Datos proporcionados –
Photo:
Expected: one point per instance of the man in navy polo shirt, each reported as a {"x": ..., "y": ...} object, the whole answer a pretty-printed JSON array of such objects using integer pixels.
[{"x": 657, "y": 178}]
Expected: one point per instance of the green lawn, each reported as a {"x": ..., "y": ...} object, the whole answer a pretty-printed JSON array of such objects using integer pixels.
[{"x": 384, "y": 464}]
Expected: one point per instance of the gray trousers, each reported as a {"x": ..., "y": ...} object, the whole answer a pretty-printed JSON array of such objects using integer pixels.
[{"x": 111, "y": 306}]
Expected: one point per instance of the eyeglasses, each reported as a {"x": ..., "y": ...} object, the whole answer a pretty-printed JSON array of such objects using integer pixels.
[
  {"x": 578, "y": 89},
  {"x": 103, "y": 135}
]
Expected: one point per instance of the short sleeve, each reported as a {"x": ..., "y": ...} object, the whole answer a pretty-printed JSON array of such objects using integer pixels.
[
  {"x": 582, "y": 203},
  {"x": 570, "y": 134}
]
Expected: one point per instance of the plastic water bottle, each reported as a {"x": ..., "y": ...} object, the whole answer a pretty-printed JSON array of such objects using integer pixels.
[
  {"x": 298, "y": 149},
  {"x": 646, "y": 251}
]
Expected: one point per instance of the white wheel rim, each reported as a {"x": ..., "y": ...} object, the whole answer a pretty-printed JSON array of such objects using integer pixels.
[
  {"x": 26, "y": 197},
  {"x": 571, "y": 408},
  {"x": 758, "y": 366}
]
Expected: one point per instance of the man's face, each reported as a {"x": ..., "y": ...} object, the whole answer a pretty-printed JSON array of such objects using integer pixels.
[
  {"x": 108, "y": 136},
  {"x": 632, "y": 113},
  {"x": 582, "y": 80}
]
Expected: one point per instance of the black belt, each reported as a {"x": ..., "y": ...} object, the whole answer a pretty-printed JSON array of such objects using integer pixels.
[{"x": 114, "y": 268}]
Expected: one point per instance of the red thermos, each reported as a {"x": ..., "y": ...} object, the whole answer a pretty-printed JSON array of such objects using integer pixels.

Objetivo – Por favor, reescribe todos los ítems anteriores cambiando "integer pixels" por "whole-number pixels" y deja todo lo demás tal como está.

Respuesta escrita –
Photo:
Expected: one point per instance of the man in navy polo shirt, each reported as a {"x": ..., "y": ...} object, the whole answer a pretty-printed JSON array of such objects using whole-number pixels.
[{"x": 657, "y": 178}]
Expected: one point per instance of the green lawn, each reported as a {"x": ..., "y": ...} object, the whole answer a pretty-printed JSON array of such objects using whole-number pixels.
[{"x": 384, "y": 464}]
Expected: one point per instance of the gray trousers, each reported as a {"x": ..., "y": ...} object, the whole answer a pretty-printed JSON array of such objects using whole-number pixels.
[{"x": 111, "y": 306}]
Expected: one point per instance of the eyeglasses, each reported as a {"x": ..., "y": ...} object, the whole answer a pretty-printed JSON array of such objects using whole-number pixels.
[
  {"x": 578, "y": 89},
  {"x": 103, "y": 135}
]
Expected: one point per instance of the short sleeve, each reported as a {"x": ..., "y": ...} object, the whole answer a pretty-printed JSON array of such objects using whole-number pixels.
[
  {"x": 582, "y": 203},
  {"x": 570, "y": 134}
]
Expected: one point per instance of the plastic water bottle, each reported as a {"x": ..., "y": ...} object, the whole answer a pretty-printed JSON array of such objects using whole-number pixels.
[
  {"x": 298, "y": 149},
  {"x": 646, "y": 251}
]
Expected: one point per instance of the white wheel rim, each reported as a {"x": ..., "y": ...} object, the whole answer a pretty-printed JSON array of such objects using whole-number pixels.
[
  {"x": 26, "y": 197},
  {"x": 571, "y": 408},
  {"x": 758, "y": 366}
]
Expected: one point per instance of the man's face, each reported as a {"x": ..., "y": ...} object, the whole answer a pretty-printed JSON array of such objects using whole-number pixels.
[
  {"x": 108, "y": 136},
  {"x": 632, "y": 113},
  {"x": 582, "y": 80}
]
Expected: one point per instance of the black belt, each reported as a {"x": ..., "y": ...} object, the whole answer a pretty-printed JSON array of such objects using whole-number pixels.
[{"x": 114, "y": 268}]
Expected: one point per instance of the red thermos, each reported as a {"x": ..., "y": ...} object, the whole answer a pretty-printed JSON array of such objects using whole-number pixels.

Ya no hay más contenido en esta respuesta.